▸ Aim
Please copy the rows below, swapping "instance" for "occurrence" everywhere it occurs and leaving everything else unchanged.

---------- Record list

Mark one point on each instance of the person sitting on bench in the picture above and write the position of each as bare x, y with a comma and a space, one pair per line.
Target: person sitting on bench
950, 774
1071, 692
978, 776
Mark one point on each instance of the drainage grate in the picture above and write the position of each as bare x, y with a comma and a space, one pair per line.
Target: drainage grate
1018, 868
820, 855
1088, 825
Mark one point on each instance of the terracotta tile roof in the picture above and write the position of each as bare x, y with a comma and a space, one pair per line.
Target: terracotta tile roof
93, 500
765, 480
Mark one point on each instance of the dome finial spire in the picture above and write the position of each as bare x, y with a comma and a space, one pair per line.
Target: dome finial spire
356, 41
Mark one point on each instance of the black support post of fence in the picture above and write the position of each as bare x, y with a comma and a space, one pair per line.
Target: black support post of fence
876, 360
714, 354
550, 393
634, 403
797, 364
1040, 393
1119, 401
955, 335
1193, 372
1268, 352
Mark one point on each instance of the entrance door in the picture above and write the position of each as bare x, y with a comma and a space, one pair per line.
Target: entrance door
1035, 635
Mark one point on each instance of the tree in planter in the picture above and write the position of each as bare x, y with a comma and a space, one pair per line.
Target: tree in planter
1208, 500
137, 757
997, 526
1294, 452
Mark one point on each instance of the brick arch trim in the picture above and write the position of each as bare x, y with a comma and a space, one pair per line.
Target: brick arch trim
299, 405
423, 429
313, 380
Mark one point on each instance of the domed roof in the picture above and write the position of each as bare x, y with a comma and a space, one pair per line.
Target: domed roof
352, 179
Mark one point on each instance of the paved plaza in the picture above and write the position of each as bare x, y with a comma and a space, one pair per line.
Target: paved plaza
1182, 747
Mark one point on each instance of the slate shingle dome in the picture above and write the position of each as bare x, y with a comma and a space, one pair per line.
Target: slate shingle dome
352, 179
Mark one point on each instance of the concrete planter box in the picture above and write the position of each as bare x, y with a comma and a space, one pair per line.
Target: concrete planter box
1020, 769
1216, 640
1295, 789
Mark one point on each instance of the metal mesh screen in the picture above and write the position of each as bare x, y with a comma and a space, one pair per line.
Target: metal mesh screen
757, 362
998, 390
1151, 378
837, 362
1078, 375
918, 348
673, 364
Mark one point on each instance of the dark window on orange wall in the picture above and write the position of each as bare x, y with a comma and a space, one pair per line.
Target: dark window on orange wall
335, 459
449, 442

--------------------

▸ Complete response
Mark one point on each occurrence of the person sitting on bench in the picture above and write the position of each as bare x, y with a comma and a space, one pair per line.
Target: person sitting on bench
950, 774
1071, 692
978, 776
Mark one point on each occurrence of the drainage grate in the picture above and write the position of each as bare x, y with a comma and a space, one pair per line.
Target: drainage grate
1018, 868
820, 855
1088, 825
Mark one point on each occurrence of the terracotta tile roof in the picture above and write the position of each as bare x, y with a comma and a space, one pair per line.
Target: terracotta tile roof
93, 500
765, 480
Mark one point on each occurrence of the dome finial spire in the picture above and write the position of each as bare x, y with a comma and a space, one pair per line.
Target: dome finial spire
356, 41
Mark one point on each occurrence of the black support post of fence in the picture above and write the position of each as bare x, y with a comma and a space, one pair per line.
Target: black support post of fence
876, 360
714, 354
550, 393
634, 403
797, 364
1040, 393
1119, 401
955, 335
1193, 372
1268, 352
Mark one point on each occurrence of the entrance door in the picture above and write the position of each as bare x, y with a comma and a space, one pair per line.
Target: entrance door
1035, 635
Mark one point on each occurrence of the tree in planter in the picture above and write the position of each as bare x, y with a comma and a space, one pair per line.
Target: tree in planter
1208, 500
137, 757
997, 526
1294, 452
Mark one point on each occurrence of the brick arch trim in the picture above and write the position of each as bare x, y with a comma and a space, one pair per line.
Target: brick arch trim
299, 405
423, 429
313, 380
Mark one point on each occurrence of the domed roof in the picture above and write the position of each as bare x, y with a comma and a space, one pair per line.
Target: domed roof
352, 179
Mark one point on each occurrence of the paved plaza in the picture above and write the position of each as bare x, y with a comma and a space, one pair per line.
Target: paved plaza
1182, 747
Mark one point on each occurrence of the slate shingle dome in the picture above and write the position of each as bare x, y with a comma and a space, one pair per line.
Target: slate shingle dome
352, 179
Mark one point on each occurrence of the concrete planter box in the picture above and write the position of each as bare x, y with a comma and a space, one pair per line.
Target: concrete planter box
1020, 769
1216, 640
1295, 789
Mark one point on each occurrence of the metal mesh screen in the picture above and write the position of each as bare x, y with a comma and a space, one pair per line.
Target: metal mesh screen
757, 362
998, 390
1151, 378
837, 362
1078, 375
918, 348
673, 364
Mark one point on each occurrence of the dark window on orange wall in the picture above and write the position of each as bare x, y with a comma and a space, one pair per line.
Target: dark window on orange wall
335, 459
449, 442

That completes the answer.